(Natural-language object grounding data)
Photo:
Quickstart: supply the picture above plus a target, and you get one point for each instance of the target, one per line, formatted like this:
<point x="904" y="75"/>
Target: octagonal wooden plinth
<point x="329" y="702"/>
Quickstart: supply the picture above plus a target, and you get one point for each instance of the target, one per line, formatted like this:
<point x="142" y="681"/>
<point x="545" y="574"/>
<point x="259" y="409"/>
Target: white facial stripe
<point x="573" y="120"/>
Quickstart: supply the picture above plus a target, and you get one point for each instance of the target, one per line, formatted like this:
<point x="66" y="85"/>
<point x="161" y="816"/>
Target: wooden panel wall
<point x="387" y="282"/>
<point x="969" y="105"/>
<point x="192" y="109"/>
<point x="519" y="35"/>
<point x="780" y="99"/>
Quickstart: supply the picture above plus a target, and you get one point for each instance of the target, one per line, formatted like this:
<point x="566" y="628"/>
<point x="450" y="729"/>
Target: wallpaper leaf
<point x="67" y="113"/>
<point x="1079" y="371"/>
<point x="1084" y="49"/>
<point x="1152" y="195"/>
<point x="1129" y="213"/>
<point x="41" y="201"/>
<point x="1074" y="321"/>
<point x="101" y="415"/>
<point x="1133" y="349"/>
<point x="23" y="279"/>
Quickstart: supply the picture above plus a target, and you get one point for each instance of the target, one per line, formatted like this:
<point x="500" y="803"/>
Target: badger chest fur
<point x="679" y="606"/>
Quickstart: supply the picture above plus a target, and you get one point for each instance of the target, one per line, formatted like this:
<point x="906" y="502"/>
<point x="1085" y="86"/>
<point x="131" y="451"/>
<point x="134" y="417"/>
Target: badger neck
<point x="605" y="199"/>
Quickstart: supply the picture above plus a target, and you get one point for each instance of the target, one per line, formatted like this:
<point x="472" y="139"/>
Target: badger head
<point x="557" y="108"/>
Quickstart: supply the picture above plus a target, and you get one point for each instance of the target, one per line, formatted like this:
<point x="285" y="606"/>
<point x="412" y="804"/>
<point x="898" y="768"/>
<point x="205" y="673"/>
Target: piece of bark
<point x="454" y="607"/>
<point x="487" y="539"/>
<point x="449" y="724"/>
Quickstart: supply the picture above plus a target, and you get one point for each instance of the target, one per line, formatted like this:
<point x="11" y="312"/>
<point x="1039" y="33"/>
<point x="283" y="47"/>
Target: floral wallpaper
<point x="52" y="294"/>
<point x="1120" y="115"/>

Assignment: The records above must be output exactly, in full.

Answer section:
Photo:
Quickstart: supply the picture above plus a target, and you get one point for each instance of the target, one per line, formatted like this:
<point x="904" y="75"/>
Target: octagonal wooden plinth
<point x="329" y="702"/>
Quickstart: supply the picture above plus a target, and you get one point for each instance of the target, one per line, formatted like this:
<point x="142" y="681"/>
<point x="545" y="574"/>
<point x="259" y="409"/>
Target: white facial stripe
<point x="573" y="120"/>
Quickstart: supply the picture above plus a target, and you get one point for each instance of the target, one per line, formatted like this:
<point x="66" y="85"/>
<point x="161" y="816"/>
Target: wooden panel wall
<point x="387" y="282"/>
<point x="969" y="105"/>
<point x="192" y="109"/>
<point x="519" y="35"/>
<point x="780" y="99"/>
Quickstart: supply the picture above plus a target, and you get one point for each instance of the target, one per line, formatted like this:
<point x="566" y="628"/>
<point x="450" y="729"/>
Target: wallpaper leaf
<point x="67" y="113"/>
<point x="1079" y="371"/>
<point x="1084" y="49"/>
<point x="1152" y="195"/>
<point x="1129" y="213"/>
<point x="41" y="201"/>
<point x="1074" y="321"/>
<point x="101" y="415"/>
<point x="1133" y="349"/>
<point x="23" y="279"/>
Quickstart: supply the picture above plus a target, and you get one point for each instance of the target, one per line, formatted like this:
<point x="500" y="803"/>
Target: badger chest fur
<point x="679" y="606"/>
Quickstart: supply the picture above plus a target, and you get one point for each instance of the target, one per line, formatted like this:
<point x="906" y="502"/>
<point x="1085" y="86"/>
<point x="131" y="451"/>
<point x="134" y="417"/>
Target: badger neck
<point x="605" y="199"/>
Quickstart: supply the picture above plus a target, and you get one point for each instance of the target, one per line, formatted like this:
<point x="472" y="139"/>
Target: badger head
<point x="557" y="108"/>
Quickstart: supply the picture above plus a target, and you get one point for each instance of the target, one per line, formatted like this:
<point x="285" y="606"/>
<point x="412" y="804"/>
<point x="898" y="768"/>
<point x="205" y="673"/>
Target: piece of bark
<point x="454" y="607"/>
<point x="487" y="539"/>
<point x="449" y="724"/>
Quickstart: supply the picture above plus a target, and you get one point for each instance of the target, one per line, formatted like this:
<point x="11" y="312"/>
<point x="1039" y="33"/>
<point x="283" y="47"/>
Target: floral wallpaper
<point x="52" y="294"/>
<point x="1120" y="115"/>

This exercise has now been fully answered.